[[ EXERCISE PASSAGE open ]]

Compared to other studies about weight reduction programs, we see the strengths of our study in (1) a relatively high retention rate after 12 months (61.6%), (2) meticulously carried out dropout analyses to determine the degree to which the results can be generalised, (3) a comparison of the study sample with all individuals who started the program during the time of recruitment (N = 30,364), (4) the inclusion of the outcome parameters lipids and HRQOL, (5) the detailed measurement of adherence to the program, and (6) an assessment of the correlation between program adherence and weight reduction.

4.1. Limitations of the Study

The fact that our study is an observational study without a (randomized) control group could be considered a serious limitation. We chose this study design with the intention to measure how the participants reacted to the program in a “real-life situation,” affected by the study itself as little as possible. We also wished to provide data concerning effectiveness which have been missing from the scientific literature despite their importance [30]. One has to bear in mind, however, that an observational study, on principle, can only state covariances between the intervention and the outcomes. It cannot establish a stringent causal relationship between them. Thus, the price to be paid for observing the working of the program in a real life situation seems to be very high. In our study, however, the methodological restrictions of observational studies could be mitigated by the finding of an almost linear positive relationship between adherence to the basic general rules of the program and the central outcome parameters. As we can show that stricter adherence to the program is invariably linked with better outcomes, the conclusion of a causal influence of the program on the outcomes seems legitimate. The “dose-response relation,” which we established in our study, may offer a new approach for observational studies on dietary programs—provided that the “dose,” that is, the degree of program adherence, is measured in detail.

[[ EXERCISE PASSAGE closed ]]
[[ DATA FOR REVIEW open ]]

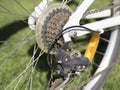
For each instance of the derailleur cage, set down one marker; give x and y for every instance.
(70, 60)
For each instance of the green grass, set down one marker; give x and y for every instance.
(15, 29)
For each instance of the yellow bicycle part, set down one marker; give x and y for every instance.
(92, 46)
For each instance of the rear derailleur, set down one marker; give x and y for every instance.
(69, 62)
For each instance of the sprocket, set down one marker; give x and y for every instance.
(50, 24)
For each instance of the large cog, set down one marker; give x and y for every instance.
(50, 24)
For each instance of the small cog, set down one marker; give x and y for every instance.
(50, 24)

[[ DATA FOR REVIEW closed ]]
[[ DATA FOR REVIEW open ]]

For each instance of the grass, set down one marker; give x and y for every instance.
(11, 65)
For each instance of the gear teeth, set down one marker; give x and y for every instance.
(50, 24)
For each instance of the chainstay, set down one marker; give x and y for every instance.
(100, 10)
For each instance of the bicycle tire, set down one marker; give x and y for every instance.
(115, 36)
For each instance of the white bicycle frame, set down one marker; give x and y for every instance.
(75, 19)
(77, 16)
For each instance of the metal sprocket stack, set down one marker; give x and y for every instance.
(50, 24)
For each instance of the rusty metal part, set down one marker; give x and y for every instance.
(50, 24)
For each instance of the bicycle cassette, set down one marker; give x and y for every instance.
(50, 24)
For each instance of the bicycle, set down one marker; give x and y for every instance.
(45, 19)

[[ DATA FOR REVIEW closed ]]

> TASK ITEM
Continue the passage about the weight reduction program study, picking up after its final sentence.

> ANSWER SPACE
5. Conclusions

Participation in the nutrition program led to long-term improvements in health status and HRQOL. The effectiveness of the program has probably to be attributed to the high degree of adherence to the program's basic rules. Comparing various diets, Sacks et al. [14] found that the success of a weight reduction program is not primarily due to a particular type of diet but depends to a great extent on adherence to the program. That corresponds with our results. The main reasons for the high degree of compliance in our study sample appear to be individually designed nutrition plans and personal counseling that bind the clients to “their” nutrition program.

We conclude that program adherence turns out to be a major factor of successful long-term weight reduction, which leads us to recommend a shift of focus. The emphasis of any dietary program should be set on both, the aspect of nutrition as well as the aspect of motivation. One should closely look at the link between motivation and highly individualized weight reduction programs. Psycho-social aspects of compliance will have to be given more consideration in future research.

Conflict of Interests

The study was financed by the metabolic balance Company (Isen, Germany). During the study, a substantial part of C. Meffert's salary was paid out of the study funds. N. Gerdes received a fee for scientific supervision. Other additional financial or personal benefits in connection with the study did not exist. To exclude any possibility of data manipulation by any person from outside the research institute, clients have been asked to fill out all questionnaires at home and to return them directly to us in prepaid return envelopes. The advisor questionnaires and the results of the blood tests were also sent directly to the research institute. The authors declare that metabolic balance Company had neither influence on design or realisation of the study, nor on collection, analyses, and interpretation of data, or on preparation, review, approval, or control of the manuscript.


The authors thank the study participants (advisors and clients) who graciously shared their time and information with them.